Transcription API Quickstart

Accounts & Credentials

Create SaladCloud Account

To start, visit https://portal.salad.com/ to log in or create a free account. New users receive 5 free audio hours to transcribe at no cost!

Watch our quick tutorial on how to use your free credits effectively.

Create SaladCloud Organization

Next, create a new organization or select an existing one you’d like to use for transcription. Click on Switch to this Organization for the org you want to use.

Get Transcription API URL

Then, click on Inference Endpoints in the left-hand nav and open up the Transcription API.

Copy your Transcription API URL

Authentication

Copy your SaladCloud API key from your account here.

API Reference

Example cURL Post Transcript

curl -X POST https://api.salad.com/api/public/organizations/{my-organization}/inference-endpoints/transcribe/jobs \
   -H "Salad-Api-Key: {your-api-key}" \
   -H "Content-Type: application/json" \
   -d '{
      "input": {
         "url": "https://example.com/path/to/file.mp3",
         "language_code": "en",
         "return_as_file": false,
         "sentence_level_timestamps": "true"

EXTRACTED INFORMATION:
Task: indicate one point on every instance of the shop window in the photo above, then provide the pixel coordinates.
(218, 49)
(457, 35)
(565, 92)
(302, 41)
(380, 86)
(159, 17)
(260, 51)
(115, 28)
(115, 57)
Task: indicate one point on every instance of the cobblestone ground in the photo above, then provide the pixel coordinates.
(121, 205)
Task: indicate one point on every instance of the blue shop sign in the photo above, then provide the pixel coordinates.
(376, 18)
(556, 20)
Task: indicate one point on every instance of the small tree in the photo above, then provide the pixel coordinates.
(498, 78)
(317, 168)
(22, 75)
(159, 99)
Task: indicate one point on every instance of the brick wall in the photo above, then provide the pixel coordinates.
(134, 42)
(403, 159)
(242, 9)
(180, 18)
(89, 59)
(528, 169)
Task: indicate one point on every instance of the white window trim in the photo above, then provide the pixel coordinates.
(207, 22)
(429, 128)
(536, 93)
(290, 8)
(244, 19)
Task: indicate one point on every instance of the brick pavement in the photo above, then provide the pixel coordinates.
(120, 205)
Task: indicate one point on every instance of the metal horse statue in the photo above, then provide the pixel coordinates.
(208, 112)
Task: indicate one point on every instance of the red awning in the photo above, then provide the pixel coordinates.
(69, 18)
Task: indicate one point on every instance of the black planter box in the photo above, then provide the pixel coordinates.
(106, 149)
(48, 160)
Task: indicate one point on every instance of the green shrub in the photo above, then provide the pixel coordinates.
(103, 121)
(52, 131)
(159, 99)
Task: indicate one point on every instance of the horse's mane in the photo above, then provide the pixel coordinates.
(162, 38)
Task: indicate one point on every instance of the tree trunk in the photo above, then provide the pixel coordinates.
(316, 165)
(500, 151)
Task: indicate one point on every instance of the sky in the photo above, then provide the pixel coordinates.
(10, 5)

USING THE INFORMATION:
a - Write out the part of the transcription quickstart starting with "To start, visit" and going on through "the Transcription API.".
b - Answer these about the transcription quickstart:
(i) How many free audio hours do new users get?
(ii) What do you click in the left-hand nav before opening the Transcription API?
(iii) What value is given for "language_code" in the example cURL request?
c - Carry on the transcription quickstart from its last line.

EXERCISE RESPONSES:
a -
To start, visit https://portal.salad.com/ to log in or create a free account. New users receive 5 free audio hours to transcribe at no cost!

Watch our quick tutorial on how to use your free credits effectively.

Create SaladCloud Organization

Next, create a new organization or select an existing one you’d like to use for transcription. Click on Switch to this Organization for the org you want to use.

Get Transcription API URL

Then, click on Inference Endpoints in the left-hand nav and open up the Transcription API.

b -
(i) 5 free audio hours.
(ii) Inference Endpoints.
(iii) "en".

c -
         "word_level_timestamps": false,
         "diarization": false,
         "sentence_diarization": true,
         "srt": false,
         "translate": "",
         "summarize": 50,
         "llm_translation": "french, german, portuguese",
         "srt_translation": "spanish, Hindi",
         "custom_prompt": "",
         "custom_vocabulary": ""
      },
    "webhook": {your webhook url},
	  "metadata": {
      "my-job-id": 1234
      }
   }'

Fill in the file link instead of “https://example.com/path/to/file.mp3”
Optional : replace {your webhook url} with webhook url if needed. If not, remove the line.

Webhook is a method that enables application to transmit data to another application immediately upon the occurrence of an event. Instead of having your application periodically poll for updates, a webhook delivers data to a specified URL as soon as the event occurs, facilitating instant communication and minimizing latency. In our case transcription result gets sent to the webhook.

Example cURL Get Transcript

curl https://api.salad.com/api/public/organizations/{my-organization}/inference-endpoints/transcribe/jobs/54e84442-3576-45ca-904c-a1d90bc77baf \
   -H "Salad-Api-Key: {your-api-key}"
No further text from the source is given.